═══ PROVIDED TEXT ═══
I propose a third domain of study, beside the sciences and the humanities. I shall call it, the equanimities. The queue forms to the left.

the gift

As you can probably tell I’ve been having kind of a hard time lately, and I dragged myself out of bed before dawn this morning wishing I could just stay snuggled under the covers with Jeremy and Jules. I drove down to the barn thinking about how little progress I’ve been making in all areas of my life, really, but especially with riding, and wondering about my apparently-innate predisposition to settle for mediocrity and sabotage myself. It was awesomely cold at the barn, and the rain had stripped the poplars of their leaves.

There were horses listed for our lesson but no riders assigned to them, and since Bella was on the list I took her out of her stall and groomed her and wrapped her polo wraps and didn’t make them too lumpy. It’s comforting just to be in the presence of a horse, even when you suck and are a failure. Horses are large and warm and they like to be scritched just so, and they don’t really care whether you’re getting published in professional markets or how well you are hitting your quarterly goals.

We rode in the indoor and after we had warmed up, Erin called us all in and told us we were going to work on riding in a frame. This is the new, politically-correct term for getting the horses on the bit. It’s actually a much better term because it avoids the very common but mistaken emphasis on hauling the horse’s head in… anyway, Erin made an excellent point, which is that getting the horse into a frame is as much as anything else an exercise in multi-tasking. You need to be riding off your leg and into a soft hand with a good feel, yes, but at the same time you need to be making rigorous checks of your position and correcting any bad eq. She said we all had decent balance now and should be capable of doing both things at once.
═══
DIRECTIONS |
- A) List every domain of study named in the opening lines of the riding post.
- B) From the riding post, copy word for word the passage starting with "There were horses" and going on through "your quarterly goals.".
═══ SUPPLIED INFORMATION ═══
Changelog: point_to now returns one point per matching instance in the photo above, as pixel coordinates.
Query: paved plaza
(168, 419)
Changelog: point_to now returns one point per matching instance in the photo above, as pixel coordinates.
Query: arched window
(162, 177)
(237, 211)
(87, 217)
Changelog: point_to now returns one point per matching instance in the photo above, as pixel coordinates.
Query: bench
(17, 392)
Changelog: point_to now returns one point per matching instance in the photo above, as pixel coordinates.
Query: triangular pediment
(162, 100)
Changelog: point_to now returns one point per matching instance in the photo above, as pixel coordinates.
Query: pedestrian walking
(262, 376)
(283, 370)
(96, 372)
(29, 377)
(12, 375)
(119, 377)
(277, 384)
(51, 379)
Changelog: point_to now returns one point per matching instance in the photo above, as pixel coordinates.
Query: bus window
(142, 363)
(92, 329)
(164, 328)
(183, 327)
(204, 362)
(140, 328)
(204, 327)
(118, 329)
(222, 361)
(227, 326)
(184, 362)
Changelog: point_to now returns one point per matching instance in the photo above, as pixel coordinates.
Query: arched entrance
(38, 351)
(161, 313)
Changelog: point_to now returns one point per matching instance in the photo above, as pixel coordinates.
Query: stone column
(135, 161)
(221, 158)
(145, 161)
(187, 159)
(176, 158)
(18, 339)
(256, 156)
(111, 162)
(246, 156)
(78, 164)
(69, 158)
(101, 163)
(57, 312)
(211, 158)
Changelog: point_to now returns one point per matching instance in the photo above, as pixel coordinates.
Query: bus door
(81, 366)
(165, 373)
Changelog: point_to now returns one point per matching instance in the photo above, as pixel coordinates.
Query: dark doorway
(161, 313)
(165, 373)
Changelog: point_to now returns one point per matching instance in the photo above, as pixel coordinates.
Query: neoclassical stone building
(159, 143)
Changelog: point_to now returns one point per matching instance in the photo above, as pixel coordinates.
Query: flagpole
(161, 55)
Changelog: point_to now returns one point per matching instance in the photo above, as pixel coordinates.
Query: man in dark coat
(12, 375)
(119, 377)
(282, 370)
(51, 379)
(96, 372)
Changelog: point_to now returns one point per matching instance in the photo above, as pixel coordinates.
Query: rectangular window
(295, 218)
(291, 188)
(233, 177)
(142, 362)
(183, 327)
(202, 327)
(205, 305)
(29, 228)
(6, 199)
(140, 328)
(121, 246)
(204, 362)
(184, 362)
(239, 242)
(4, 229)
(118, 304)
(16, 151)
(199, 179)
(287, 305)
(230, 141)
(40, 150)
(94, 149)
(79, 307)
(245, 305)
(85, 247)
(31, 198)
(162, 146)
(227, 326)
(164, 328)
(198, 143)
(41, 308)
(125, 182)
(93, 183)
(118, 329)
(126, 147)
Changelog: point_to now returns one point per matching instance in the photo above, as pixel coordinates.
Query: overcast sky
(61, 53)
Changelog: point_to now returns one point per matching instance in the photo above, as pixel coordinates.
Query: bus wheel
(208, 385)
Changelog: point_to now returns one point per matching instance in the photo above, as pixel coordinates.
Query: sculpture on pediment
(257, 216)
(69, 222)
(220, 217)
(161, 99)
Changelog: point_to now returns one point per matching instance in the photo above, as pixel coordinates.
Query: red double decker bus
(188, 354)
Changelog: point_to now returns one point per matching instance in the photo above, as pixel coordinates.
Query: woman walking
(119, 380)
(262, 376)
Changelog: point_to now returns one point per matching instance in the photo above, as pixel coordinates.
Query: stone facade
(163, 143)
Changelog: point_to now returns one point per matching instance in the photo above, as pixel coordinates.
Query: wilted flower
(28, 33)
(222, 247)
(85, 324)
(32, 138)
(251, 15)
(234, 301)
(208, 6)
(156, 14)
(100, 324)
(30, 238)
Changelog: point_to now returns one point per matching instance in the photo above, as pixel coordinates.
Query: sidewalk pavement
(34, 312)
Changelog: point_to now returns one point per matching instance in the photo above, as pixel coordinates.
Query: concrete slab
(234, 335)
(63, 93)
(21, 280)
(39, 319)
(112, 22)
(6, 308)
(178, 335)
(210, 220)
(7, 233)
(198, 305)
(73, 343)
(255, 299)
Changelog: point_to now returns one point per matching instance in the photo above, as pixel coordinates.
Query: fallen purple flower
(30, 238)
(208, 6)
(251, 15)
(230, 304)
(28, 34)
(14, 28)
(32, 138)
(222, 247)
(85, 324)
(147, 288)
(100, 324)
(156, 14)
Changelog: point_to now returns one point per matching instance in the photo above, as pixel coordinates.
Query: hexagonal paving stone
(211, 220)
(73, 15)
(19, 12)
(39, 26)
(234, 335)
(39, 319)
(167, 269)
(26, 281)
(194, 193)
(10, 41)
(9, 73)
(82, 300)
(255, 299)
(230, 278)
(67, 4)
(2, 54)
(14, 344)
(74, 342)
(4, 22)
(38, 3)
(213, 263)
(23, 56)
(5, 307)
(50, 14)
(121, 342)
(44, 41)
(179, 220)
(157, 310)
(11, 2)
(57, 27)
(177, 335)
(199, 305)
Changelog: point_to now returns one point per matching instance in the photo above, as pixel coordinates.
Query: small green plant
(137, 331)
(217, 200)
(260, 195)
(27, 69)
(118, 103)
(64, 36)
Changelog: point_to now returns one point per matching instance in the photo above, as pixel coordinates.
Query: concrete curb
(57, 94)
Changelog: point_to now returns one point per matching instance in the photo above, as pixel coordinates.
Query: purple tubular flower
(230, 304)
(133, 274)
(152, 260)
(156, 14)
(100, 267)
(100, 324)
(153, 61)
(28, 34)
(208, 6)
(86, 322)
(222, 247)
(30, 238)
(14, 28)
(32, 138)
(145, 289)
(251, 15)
═══
═══ SUPPLIED INFORMATION ═══
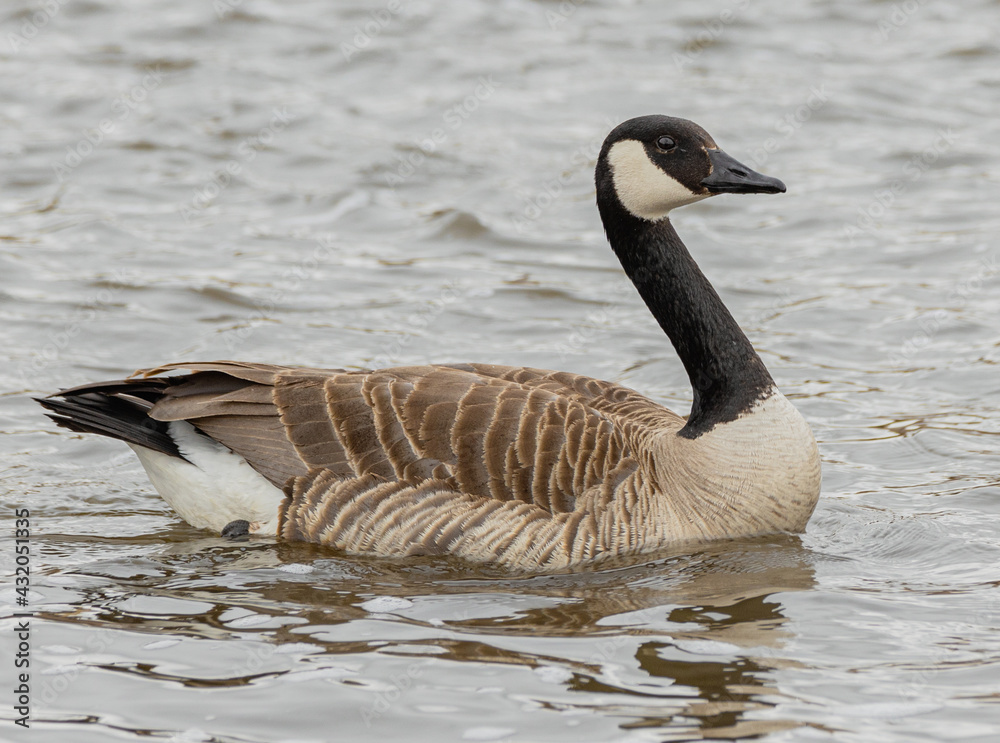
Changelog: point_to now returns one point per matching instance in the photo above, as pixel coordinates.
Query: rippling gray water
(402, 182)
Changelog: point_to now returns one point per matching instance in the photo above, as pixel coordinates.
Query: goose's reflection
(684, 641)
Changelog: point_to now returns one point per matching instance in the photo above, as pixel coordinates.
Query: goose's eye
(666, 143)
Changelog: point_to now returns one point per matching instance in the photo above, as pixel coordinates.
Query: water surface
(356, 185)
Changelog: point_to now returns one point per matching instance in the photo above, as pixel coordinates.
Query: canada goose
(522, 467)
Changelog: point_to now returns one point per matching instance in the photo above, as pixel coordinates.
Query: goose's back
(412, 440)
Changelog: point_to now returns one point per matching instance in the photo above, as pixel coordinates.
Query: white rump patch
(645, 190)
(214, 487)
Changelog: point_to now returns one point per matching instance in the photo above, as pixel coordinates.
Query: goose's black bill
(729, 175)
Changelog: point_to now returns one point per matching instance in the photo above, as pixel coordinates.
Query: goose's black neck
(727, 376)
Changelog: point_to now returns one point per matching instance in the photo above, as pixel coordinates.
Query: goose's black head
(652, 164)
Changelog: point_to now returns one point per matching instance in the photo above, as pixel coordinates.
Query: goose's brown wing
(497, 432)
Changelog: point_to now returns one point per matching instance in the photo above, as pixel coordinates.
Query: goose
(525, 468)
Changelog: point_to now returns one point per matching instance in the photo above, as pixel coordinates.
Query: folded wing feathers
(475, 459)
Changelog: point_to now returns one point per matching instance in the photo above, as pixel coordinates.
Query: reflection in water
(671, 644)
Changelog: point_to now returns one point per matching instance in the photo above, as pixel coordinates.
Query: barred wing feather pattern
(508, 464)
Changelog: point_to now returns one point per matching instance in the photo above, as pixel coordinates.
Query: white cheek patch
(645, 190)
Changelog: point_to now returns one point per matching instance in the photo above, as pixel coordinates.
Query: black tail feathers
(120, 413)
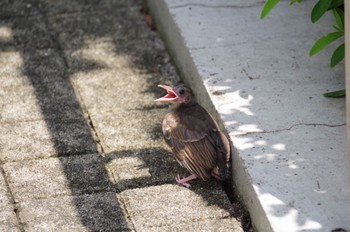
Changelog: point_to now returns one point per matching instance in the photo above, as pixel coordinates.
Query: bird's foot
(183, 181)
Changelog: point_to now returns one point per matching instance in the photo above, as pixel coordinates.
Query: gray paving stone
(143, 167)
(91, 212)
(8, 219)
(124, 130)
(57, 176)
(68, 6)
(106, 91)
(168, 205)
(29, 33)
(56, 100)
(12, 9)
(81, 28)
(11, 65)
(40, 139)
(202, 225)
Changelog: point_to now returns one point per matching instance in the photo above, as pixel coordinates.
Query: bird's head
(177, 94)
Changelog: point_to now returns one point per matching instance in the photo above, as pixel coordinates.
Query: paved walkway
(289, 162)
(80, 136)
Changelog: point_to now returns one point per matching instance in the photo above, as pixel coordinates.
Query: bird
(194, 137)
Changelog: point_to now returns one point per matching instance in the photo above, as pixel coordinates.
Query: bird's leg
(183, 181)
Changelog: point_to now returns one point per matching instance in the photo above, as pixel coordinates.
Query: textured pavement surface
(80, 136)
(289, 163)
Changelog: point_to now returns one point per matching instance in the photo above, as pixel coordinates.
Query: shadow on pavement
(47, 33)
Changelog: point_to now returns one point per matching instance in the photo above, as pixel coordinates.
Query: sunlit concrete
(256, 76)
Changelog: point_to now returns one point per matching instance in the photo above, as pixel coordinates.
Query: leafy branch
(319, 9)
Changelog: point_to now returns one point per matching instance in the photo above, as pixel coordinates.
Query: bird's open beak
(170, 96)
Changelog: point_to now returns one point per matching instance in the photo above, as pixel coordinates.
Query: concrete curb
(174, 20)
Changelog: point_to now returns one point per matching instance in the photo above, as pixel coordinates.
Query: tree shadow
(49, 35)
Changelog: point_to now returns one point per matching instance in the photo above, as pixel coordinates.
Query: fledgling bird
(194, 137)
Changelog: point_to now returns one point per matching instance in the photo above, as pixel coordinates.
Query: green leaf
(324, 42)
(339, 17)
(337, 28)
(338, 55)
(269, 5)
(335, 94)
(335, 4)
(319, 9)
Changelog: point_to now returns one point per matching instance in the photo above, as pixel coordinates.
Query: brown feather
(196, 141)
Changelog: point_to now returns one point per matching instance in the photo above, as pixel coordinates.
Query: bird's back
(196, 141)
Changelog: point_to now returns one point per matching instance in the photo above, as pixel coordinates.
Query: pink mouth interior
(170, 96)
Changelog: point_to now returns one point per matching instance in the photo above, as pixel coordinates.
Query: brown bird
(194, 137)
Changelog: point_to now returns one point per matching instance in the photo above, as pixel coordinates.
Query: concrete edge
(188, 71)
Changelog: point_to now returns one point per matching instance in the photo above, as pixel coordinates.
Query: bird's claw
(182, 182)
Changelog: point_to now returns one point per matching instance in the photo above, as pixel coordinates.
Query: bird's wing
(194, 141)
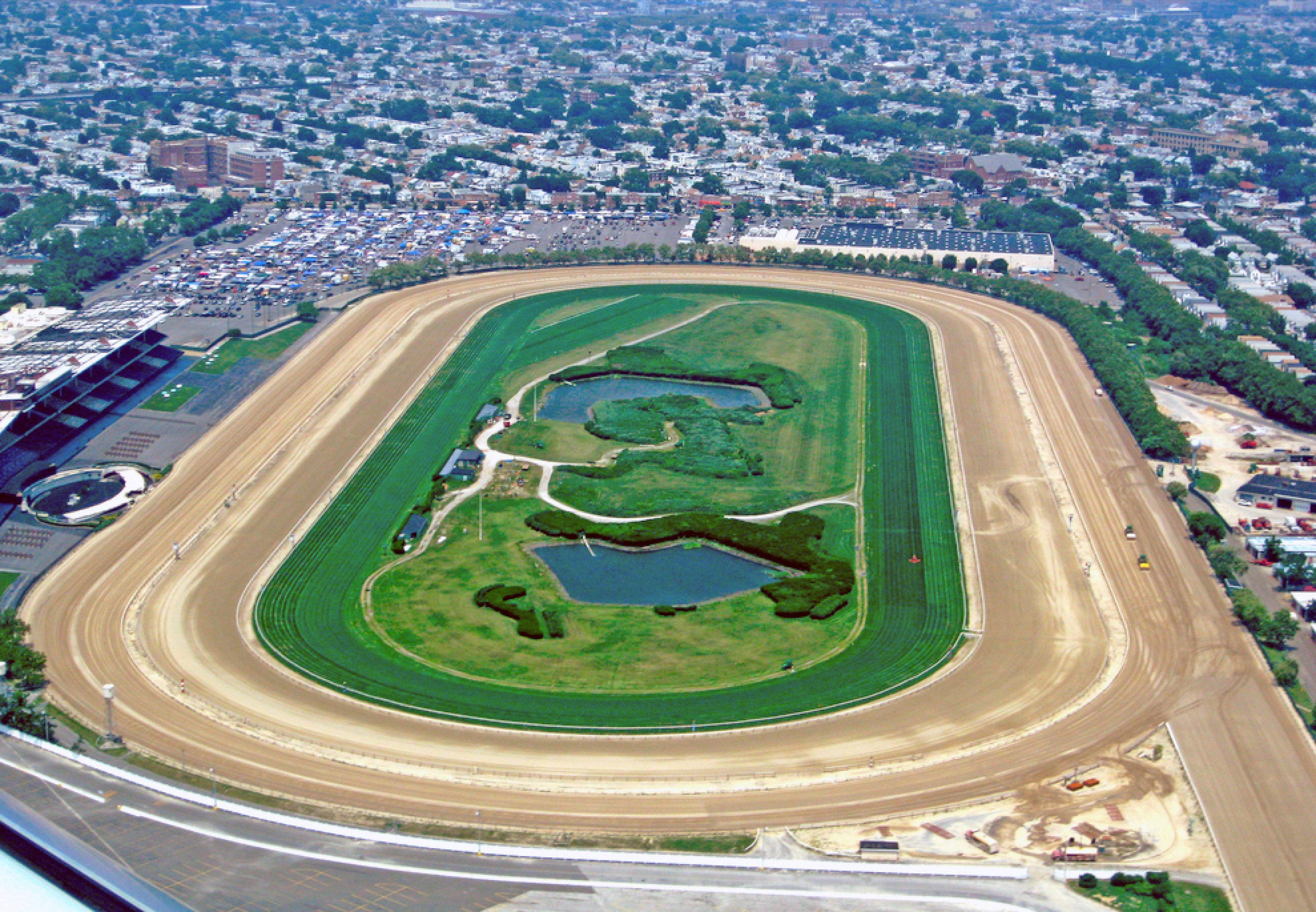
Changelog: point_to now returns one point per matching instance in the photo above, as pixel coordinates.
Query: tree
═══
ANSWERS |
- A)
the sciences
the humanities
the equanimities

- B)
There were horses listed for our lesson but no riders assigned to them, and since Bella was on the list I took her out of her stall and groomed her and wrapped her polo wraps and didn’t make them too lumpy. It’s comforting just to be in the presence of a horse, even when you suck and are a failure. Horses are large and warm and they like to be scritched just so, and they don’t really care whether you’re getting published in professional markets or how well you are hitting your quarterly goals.